What you are asked to do
The word "church" occurs in some of the lines below; copy each of those lines.

Dataset entries:
◆ ◆ ◆ ◆

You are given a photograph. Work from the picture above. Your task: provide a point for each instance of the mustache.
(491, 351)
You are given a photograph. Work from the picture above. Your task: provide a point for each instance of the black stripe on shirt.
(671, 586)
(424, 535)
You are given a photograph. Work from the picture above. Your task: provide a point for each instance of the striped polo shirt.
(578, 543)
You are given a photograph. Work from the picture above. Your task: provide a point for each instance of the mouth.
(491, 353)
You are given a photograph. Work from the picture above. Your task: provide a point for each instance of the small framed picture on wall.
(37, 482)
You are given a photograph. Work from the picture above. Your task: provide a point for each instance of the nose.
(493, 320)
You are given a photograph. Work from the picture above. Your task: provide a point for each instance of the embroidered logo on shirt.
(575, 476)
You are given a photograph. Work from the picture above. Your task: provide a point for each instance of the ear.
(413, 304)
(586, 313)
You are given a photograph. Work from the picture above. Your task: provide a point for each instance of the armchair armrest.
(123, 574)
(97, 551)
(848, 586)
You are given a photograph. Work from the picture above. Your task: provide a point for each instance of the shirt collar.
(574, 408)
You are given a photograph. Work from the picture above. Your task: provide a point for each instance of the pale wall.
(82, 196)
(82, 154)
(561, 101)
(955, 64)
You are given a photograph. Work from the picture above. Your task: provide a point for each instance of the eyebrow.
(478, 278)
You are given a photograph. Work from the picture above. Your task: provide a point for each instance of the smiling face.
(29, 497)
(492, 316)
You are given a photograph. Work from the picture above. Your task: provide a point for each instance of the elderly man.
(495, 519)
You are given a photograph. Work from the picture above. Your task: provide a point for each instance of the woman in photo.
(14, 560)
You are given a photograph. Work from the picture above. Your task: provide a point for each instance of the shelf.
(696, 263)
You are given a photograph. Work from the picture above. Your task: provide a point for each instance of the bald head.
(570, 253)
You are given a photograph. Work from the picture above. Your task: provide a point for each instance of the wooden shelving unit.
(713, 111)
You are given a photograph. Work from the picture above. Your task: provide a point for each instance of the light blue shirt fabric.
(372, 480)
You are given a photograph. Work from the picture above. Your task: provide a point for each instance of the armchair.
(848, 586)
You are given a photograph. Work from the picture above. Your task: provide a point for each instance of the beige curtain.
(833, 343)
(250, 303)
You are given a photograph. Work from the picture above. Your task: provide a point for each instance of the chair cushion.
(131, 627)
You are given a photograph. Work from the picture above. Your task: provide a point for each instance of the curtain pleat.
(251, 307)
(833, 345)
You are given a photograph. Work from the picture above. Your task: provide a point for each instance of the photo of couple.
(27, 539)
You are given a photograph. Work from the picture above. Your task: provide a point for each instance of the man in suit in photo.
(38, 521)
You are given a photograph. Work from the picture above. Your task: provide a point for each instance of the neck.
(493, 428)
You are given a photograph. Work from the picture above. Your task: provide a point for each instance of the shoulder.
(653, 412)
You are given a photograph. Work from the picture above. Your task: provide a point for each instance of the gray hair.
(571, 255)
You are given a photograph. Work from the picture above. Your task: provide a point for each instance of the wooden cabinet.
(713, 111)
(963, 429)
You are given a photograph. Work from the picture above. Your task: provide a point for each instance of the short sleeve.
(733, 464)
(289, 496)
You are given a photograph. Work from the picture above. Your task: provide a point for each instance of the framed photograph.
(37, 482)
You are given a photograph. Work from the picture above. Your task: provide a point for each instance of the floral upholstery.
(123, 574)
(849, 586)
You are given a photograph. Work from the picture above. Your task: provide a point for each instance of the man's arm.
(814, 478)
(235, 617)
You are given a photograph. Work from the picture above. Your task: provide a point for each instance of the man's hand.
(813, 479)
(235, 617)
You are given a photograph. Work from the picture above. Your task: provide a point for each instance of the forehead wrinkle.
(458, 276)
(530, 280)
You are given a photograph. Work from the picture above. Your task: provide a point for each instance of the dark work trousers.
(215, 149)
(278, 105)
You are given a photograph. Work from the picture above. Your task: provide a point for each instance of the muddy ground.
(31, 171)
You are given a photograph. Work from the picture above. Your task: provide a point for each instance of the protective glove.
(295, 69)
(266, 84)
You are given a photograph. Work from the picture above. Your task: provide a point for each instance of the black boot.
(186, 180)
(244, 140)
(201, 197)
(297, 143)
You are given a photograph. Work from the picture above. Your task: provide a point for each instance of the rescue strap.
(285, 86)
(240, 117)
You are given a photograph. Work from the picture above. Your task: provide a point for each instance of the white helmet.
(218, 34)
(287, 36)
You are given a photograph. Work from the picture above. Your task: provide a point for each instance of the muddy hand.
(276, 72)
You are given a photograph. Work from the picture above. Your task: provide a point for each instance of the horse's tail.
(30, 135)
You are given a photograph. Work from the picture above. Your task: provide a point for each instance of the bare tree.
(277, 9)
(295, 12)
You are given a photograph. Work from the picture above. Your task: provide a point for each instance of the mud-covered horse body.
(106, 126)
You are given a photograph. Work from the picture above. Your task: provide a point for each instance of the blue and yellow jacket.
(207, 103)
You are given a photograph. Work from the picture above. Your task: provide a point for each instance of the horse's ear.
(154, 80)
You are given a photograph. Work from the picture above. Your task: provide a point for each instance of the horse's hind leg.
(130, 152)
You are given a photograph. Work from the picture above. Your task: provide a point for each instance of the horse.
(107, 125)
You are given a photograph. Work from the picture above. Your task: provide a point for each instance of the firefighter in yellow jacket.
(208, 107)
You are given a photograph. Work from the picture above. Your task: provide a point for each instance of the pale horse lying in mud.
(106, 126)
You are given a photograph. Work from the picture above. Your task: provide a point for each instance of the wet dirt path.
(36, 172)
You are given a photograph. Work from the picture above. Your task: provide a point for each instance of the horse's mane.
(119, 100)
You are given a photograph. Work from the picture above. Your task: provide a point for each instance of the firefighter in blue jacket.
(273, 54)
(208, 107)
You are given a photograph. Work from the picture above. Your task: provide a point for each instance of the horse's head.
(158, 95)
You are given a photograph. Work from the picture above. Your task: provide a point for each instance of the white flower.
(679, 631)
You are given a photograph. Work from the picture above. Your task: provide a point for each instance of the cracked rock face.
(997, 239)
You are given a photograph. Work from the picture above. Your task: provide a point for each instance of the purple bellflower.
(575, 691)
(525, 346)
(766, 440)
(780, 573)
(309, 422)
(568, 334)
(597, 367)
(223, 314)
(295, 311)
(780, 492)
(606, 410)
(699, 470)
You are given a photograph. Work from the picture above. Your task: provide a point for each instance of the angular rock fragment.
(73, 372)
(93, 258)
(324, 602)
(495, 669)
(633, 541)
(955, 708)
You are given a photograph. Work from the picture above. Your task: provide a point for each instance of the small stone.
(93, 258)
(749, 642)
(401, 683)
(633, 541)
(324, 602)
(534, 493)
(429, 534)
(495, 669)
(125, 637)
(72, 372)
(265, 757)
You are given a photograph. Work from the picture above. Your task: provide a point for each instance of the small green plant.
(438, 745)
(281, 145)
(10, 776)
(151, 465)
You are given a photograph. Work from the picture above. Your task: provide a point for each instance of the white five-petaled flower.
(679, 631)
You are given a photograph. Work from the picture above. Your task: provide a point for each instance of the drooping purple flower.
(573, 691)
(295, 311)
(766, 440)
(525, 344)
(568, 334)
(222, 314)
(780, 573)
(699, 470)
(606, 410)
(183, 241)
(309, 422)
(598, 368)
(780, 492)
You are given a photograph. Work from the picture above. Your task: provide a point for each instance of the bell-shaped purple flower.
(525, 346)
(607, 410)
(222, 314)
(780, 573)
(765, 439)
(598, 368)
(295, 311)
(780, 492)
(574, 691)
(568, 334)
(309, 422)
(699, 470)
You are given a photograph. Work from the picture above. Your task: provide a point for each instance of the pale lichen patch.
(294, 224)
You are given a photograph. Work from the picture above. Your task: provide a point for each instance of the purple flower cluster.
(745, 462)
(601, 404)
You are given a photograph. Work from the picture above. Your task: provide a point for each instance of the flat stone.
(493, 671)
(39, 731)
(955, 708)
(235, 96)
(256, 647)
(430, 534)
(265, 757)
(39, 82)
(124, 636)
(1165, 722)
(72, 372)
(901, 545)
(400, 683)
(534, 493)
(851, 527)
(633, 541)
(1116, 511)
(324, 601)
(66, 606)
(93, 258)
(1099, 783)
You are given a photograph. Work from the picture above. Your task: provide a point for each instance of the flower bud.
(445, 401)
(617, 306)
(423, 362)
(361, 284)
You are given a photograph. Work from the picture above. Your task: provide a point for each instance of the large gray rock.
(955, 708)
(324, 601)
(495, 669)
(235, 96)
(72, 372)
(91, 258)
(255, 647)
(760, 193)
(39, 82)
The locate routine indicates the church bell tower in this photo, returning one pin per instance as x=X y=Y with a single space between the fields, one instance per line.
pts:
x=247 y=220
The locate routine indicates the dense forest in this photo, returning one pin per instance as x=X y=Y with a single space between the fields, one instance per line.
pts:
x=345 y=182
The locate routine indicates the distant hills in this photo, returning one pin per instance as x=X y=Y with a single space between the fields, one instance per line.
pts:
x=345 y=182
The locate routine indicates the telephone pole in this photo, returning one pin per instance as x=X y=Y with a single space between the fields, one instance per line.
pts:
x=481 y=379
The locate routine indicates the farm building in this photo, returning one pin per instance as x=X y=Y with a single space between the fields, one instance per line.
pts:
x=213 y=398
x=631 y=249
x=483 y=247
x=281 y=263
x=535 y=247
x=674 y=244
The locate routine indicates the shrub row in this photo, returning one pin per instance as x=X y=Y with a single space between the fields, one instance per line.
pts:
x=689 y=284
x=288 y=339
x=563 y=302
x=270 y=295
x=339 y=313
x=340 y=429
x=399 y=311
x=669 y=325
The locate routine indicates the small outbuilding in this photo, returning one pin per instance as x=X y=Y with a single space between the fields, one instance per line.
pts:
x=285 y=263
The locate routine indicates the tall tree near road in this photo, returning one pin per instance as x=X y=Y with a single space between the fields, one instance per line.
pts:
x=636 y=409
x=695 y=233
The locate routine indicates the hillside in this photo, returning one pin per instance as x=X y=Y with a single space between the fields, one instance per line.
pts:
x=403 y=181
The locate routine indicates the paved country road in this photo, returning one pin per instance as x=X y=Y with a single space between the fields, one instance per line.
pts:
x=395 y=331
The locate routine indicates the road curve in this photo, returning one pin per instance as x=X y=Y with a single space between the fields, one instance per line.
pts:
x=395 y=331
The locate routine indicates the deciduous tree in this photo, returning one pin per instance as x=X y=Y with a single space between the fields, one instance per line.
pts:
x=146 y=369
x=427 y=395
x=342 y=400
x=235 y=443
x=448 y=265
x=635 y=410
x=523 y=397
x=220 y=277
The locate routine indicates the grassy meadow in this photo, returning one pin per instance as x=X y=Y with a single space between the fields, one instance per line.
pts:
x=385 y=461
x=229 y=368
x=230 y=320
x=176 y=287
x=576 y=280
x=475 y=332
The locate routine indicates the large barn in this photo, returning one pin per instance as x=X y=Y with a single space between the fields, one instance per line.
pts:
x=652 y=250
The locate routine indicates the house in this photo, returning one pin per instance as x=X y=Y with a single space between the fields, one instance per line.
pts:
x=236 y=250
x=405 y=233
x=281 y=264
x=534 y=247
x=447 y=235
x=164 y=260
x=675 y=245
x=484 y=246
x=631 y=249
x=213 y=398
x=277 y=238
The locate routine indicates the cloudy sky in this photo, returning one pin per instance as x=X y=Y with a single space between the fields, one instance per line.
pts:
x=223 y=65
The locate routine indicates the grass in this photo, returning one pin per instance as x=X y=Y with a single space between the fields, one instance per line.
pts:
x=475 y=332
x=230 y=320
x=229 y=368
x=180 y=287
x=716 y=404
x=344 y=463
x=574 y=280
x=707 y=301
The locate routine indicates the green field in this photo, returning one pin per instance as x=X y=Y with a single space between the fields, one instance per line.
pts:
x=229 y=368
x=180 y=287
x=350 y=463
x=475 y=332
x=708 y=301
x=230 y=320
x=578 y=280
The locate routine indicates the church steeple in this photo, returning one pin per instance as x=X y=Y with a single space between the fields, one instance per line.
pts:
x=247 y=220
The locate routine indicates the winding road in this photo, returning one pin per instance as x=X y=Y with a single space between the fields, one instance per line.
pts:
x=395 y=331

◆ ◆ ◆ ◆

Finished exercise
The locate routine indicates the church bell tower in this photo, returning one pin per instance as x=X y=Y with a single space between the fields, one instance per line.
The locate routine indicates the church steeple in this photo, returning one pin per instance as x=X y=Y with a single space between the fields, one instance per line.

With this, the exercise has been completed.